● Document text
— START —

How to optimize Query

  • begin Tran

    declare @forward table

    (rowId int identity(1,1),

    ID int,

    CHAR_1 Varchar(20),

    CHAR_4 Varchar(20))

    declare @rowId int,@maxRowId int,@ID int,

    @CHAR_1 Varchar(20),

    @CHAR_4 Varchar(20)

    Insert into @forward(ID, CHAR_1,CHAR_4)

    Select ID,CHAR_1,CHAR_4 from MESSAGE

    where

    CHAR_1 IN

    (

    SELECT CHAR_1

    FROM MESSAGE

    WHERE (CHAR_1 IS NOT NULL)

    GROUP BY CHAR_1

    HAVING (COUNT(*) > 1))

    AND (CHAR_4 IS NULL)

    select

    @rowId = min(RowId),

    @MaxRowId = max(RowId)

    from @forward

    while @RowId <= @MaxRowId begin

    select

    @ID=ID ,

    @CHAR_1= CHAR_1,

    @CHAR_4= CHAR_4

    from

    @forward

    where

    RowId = @RowId

    ----------------------------------------------------------------------

    /* Delete only those duplicate records which are not present in MATTERS table

    IF NOT EXISTS(SELECT * FROM MATTERS AS PM WHERE PM.ID=@ID)

    BEGIN

    /*Deleting the record from PROFILES table*/

    DELETE FROM PROFILES WHERE PROFILES.ID=@ID

    /*Deleting the record from PEOPLE_BUSINESS_UNITS table*/

    DELETE FROM BUSINESS_UNITS WHERE BUSINESS_UNITS.ID=@ID

    /* Deleting the record from PEOPLE_ORGANIZATIONS table*/

    DELETE FROM ORGANIZATIONS WHERE ORGANIZATIONS.ID=@ID

    DELETE FROM MESSAGE WHERE MESSAGE.ID=@ID

    END

    ----------------------------------------------------------------------

    set @RowId = @RowId + 1

    end

    I am using this query to delete duplicate records from "MESSAGE" table. I have 10,000 duplicate records. when i run this query it is taking 6 hours to delete those 10,000 duplicate records. I have to reduce the execution time.

— END —

● Task goal
Translate into Spanish this sentence from the forum post about optimizing a query: "I have to reduce the execution time."

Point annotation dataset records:
— START —

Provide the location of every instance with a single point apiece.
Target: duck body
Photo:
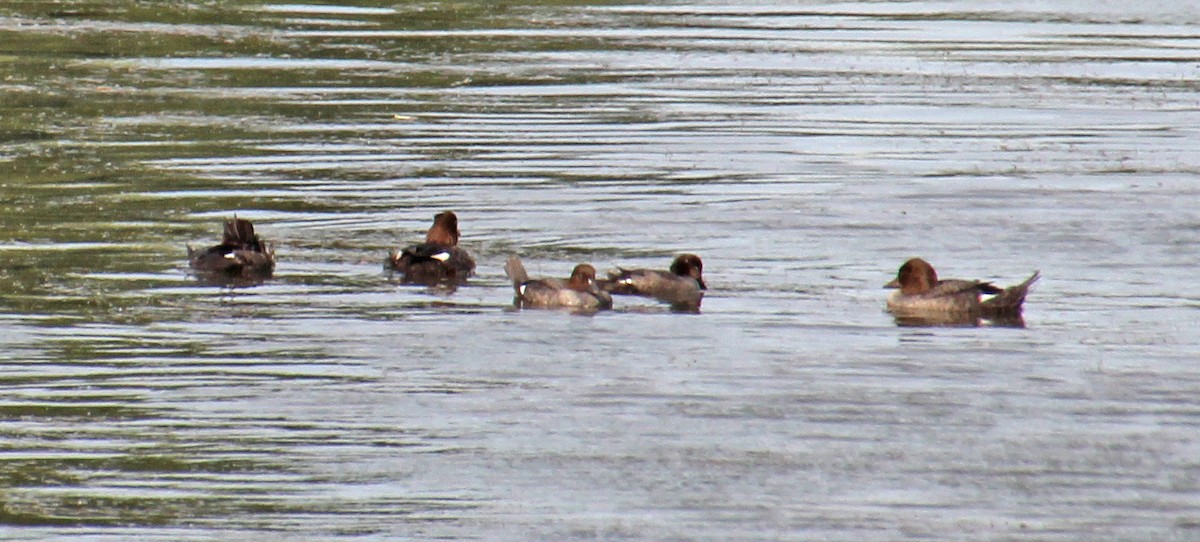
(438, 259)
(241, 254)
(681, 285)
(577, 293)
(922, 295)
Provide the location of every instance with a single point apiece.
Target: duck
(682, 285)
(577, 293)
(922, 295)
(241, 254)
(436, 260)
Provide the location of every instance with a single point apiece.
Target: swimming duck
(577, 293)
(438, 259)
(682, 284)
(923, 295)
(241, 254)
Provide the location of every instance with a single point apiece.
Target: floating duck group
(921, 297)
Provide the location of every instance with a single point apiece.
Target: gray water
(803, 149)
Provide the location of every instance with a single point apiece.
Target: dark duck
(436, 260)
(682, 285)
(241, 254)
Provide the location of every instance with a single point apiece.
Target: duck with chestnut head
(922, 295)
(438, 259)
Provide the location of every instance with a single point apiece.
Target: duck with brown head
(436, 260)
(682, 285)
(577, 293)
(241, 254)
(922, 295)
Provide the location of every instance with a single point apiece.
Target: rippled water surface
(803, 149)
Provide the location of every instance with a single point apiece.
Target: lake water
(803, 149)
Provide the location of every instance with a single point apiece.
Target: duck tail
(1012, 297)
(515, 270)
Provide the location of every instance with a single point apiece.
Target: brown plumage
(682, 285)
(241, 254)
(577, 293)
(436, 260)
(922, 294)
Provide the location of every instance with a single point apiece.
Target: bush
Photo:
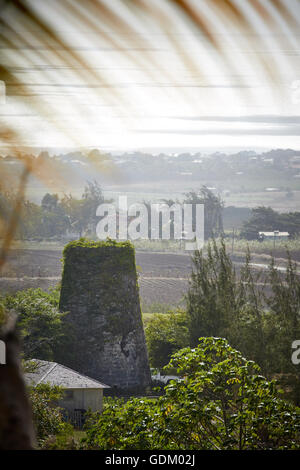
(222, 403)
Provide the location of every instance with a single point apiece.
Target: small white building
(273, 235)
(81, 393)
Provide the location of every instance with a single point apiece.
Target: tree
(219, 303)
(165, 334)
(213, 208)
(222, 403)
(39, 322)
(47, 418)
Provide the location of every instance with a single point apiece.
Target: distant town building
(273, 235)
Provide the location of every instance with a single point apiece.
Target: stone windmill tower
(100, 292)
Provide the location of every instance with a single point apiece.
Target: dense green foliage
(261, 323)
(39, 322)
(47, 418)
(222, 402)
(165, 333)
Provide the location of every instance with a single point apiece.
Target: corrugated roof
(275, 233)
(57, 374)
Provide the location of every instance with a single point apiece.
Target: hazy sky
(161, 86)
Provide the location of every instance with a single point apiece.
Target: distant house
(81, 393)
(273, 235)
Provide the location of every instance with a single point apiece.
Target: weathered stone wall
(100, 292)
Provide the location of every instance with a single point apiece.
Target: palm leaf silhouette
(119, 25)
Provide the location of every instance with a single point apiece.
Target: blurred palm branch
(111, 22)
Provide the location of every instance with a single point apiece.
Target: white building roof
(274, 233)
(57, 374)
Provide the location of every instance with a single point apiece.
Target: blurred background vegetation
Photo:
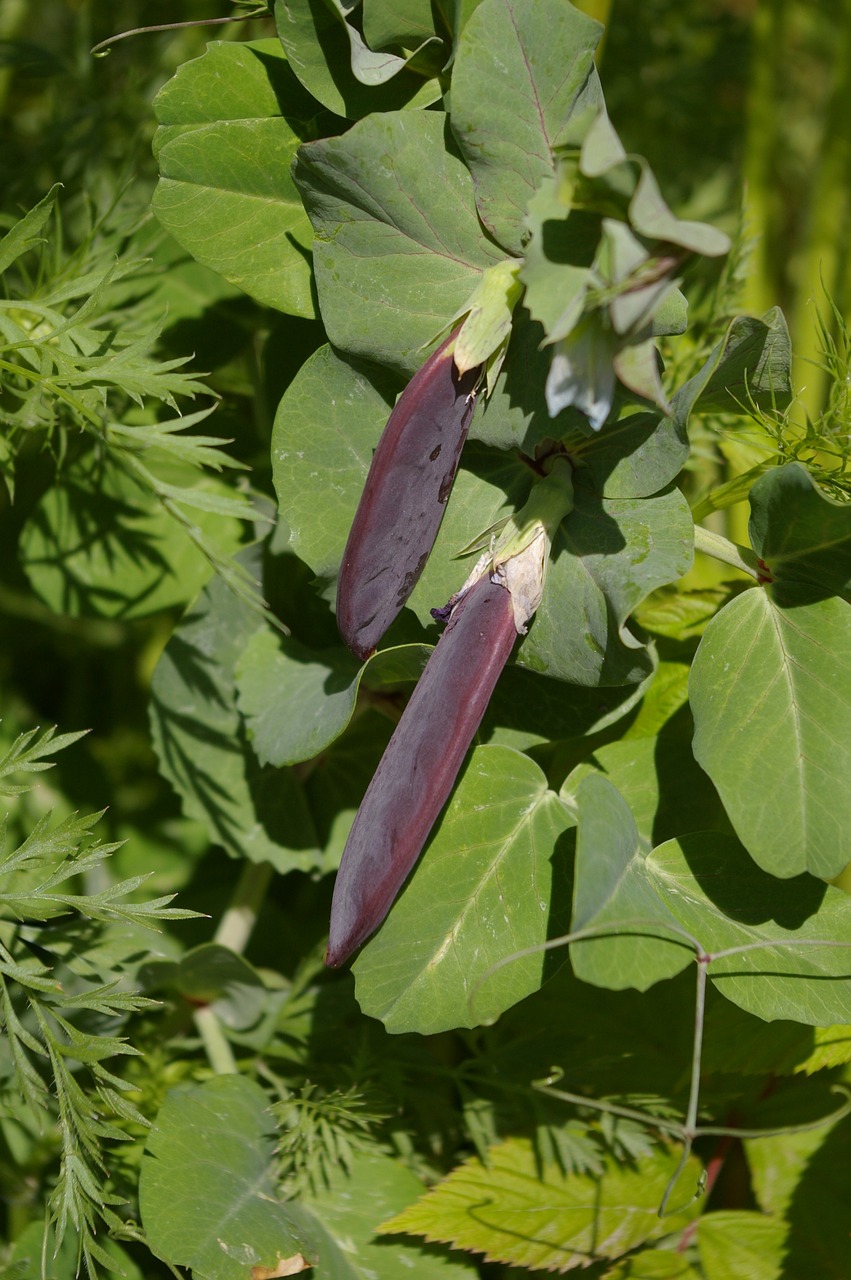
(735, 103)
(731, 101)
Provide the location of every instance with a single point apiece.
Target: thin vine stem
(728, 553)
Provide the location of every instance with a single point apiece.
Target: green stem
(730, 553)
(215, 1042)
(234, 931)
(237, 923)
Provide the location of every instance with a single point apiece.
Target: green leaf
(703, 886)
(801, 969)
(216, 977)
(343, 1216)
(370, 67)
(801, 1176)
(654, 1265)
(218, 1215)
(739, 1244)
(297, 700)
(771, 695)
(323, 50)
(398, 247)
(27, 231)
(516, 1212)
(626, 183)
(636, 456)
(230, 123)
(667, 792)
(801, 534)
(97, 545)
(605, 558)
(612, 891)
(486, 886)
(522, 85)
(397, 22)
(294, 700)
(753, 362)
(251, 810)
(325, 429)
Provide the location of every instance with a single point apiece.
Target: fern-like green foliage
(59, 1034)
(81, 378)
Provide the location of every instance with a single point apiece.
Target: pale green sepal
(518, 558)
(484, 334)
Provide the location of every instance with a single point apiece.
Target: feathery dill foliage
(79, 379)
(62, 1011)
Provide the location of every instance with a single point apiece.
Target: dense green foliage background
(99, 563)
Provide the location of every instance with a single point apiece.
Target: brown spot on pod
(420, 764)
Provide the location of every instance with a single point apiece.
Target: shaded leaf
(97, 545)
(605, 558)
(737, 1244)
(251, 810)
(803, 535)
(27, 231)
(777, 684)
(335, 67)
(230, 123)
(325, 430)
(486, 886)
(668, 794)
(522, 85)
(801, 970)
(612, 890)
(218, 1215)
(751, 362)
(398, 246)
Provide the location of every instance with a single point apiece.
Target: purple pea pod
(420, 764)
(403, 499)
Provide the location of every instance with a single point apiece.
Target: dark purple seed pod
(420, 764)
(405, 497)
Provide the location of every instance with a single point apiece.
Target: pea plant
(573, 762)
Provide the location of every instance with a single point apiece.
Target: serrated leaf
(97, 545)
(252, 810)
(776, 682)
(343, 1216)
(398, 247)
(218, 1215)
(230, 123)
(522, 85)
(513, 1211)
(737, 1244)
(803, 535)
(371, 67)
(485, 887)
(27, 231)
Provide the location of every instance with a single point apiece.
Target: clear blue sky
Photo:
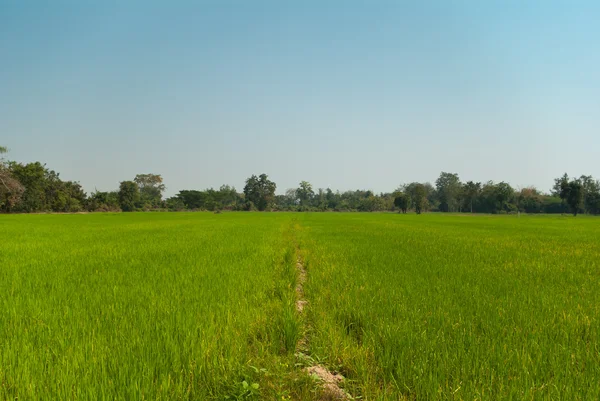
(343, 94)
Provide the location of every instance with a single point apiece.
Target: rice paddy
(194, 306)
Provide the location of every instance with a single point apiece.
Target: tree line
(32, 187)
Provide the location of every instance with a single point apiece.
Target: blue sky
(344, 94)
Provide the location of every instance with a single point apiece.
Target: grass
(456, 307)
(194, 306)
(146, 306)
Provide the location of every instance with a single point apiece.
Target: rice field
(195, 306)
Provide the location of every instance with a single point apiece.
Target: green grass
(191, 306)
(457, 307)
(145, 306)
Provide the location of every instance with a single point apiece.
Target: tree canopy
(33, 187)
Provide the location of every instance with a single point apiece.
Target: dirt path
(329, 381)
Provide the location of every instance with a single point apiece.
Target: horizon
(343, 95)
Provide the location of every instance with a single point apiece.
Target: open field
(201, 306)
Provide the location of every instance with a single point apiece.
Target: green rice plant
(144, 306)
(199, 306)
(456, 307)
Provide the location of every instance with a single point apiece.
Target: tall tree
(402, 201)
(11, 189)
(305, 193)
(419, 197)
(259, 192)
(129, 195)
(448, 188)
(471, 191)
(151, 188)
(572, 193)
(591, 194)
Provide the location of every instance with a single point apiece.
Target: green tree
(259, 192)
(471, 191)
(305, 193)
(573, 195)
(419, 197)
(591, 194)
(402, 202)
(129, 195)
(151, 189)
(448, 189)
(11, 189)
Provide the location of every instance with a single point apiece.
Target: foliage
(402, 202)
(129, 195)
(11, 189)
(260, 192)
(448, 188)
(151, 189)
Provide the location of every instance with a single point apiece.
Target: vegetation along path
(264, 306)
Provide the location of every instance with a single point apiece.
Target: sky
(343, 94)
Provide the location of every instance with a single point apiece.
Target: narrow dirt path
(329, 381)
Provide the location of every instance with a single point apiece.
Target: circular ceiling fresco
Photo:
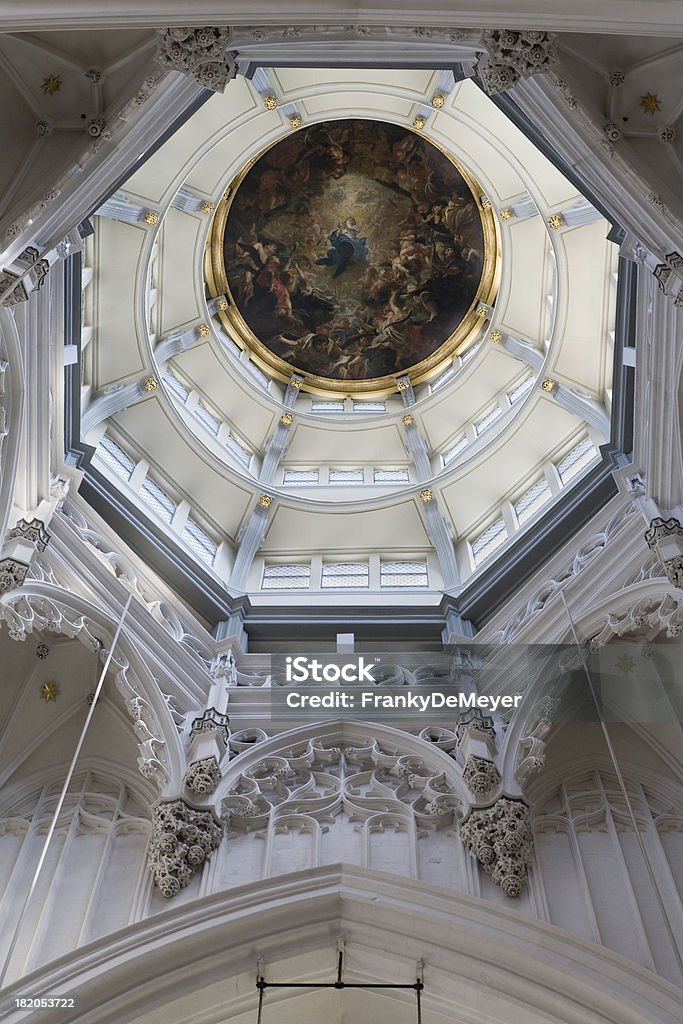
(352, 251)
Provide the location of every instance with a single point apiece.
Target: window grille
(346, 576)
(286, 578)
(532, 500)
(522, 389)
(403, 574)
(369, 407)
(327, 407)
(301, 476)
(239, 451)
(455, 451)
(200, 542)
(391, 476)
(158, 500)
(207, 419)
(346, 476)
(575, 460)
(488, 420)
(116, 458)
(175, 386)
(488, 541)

— END —

● Answer to the task
Tengo que reducir el tiempo de ejecución.